*What you should do:* Copy all of the data below word for word, but leave out the pictures.

*Provided entries:*

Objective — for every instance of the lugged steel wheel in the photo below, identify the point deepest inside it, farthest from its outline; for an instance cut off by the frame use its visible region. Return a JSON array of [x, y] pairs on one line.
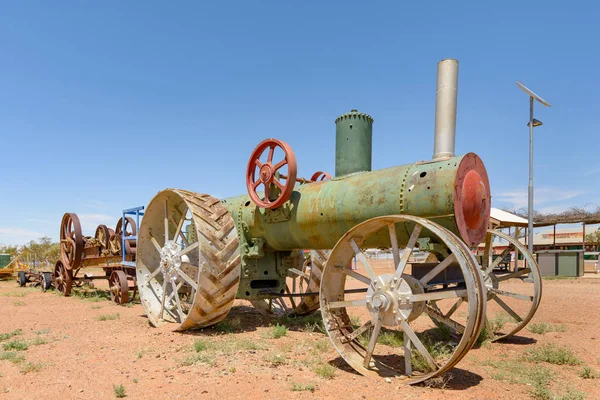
[[46, 281], [22, 278], [63, 278], [71, 241], [191, 283], [391, 294], [119, 287], [300, 281], [513, 283]]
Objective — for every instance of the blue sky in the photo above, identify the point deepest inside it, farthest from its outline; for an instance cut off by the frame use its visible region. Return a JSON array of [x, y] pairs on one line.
[[103, 104]]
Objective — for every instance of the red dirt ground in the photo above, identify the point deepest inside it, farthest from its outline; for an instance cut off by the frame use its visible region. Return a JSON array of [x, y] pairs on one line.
[[84, 357]]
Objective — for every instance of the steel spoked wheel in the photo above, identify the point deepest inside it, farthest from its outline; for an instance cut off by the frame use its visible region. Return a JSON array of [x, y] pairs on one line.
[[374, 310], [22, 278], [119, 287], [189, 279], [46, 281], [63, 278], [71, 241], [302, 280], [513, 283]]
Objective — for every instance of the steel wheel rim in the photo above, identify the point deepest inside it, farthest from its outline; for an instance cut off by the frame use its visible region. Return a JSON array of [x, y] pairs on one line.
[[493, 282], [345, 338], [176, 277]]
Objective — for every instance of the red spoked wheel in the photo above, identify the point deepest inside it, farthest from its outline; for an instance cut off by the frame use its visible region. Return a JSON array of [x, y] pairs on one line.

*Written solution:*
Objective — for every instance of the lugged steel wheel in the photo below, identify the point deepest inside it, farthest from its outline; for an instance cut off by the frame use its visible region. Return a JSON array of [x, y] pairs on one line.
[[46, 281], [22, 278], [63, 278], [71, 241], [191, 283], [391, 294], [119, 287], [300, 281], [513, 283]]
Objective — for every instance of the blue sky in the photo above, identify the point deepest inside it, farthest from its outline; for an instance cut off by the frame use its visible region. Return a JSON array of [x, y] pairs on one line.
[[103, 104]]
Objective — for every instance of the red dirt ground in the photo above, identify the point deepest inside it, farthest from its outline; for an instance cut off by the frame use its visible region. Return a JSON array of [x, y] pairs on one line.
[[84, 357]]
Objective — for every instance of the steel spoked wheel in the photo above, identify the point deepest inside it, farthest from its outline; for an instance cut off by the frame use its visible region. Return a JSON array of [x, y] pairs on one line.
[[374, 310], [22, 278], [119, 287], [189, 279], [46, 281], [63, 278], [71, 241], [302, 280], [513, 283]]
Objective — for every instance of the steel wheel rim in the photo above, identify the point deepest inside it, farthest from its outline; for an instance cut off by the frame use its visible region. Return a JSON array of [x, y] pairs on one line.
[[493, 282], [345, 338], [176, 277]]
Objective — for every instance of the red spoked wheel in the photo above, identify the point deepest inside it, farthest from its outline; for an instance cut off by the frame use its visible region. Return a JSON array of [x, y] pairs on one line.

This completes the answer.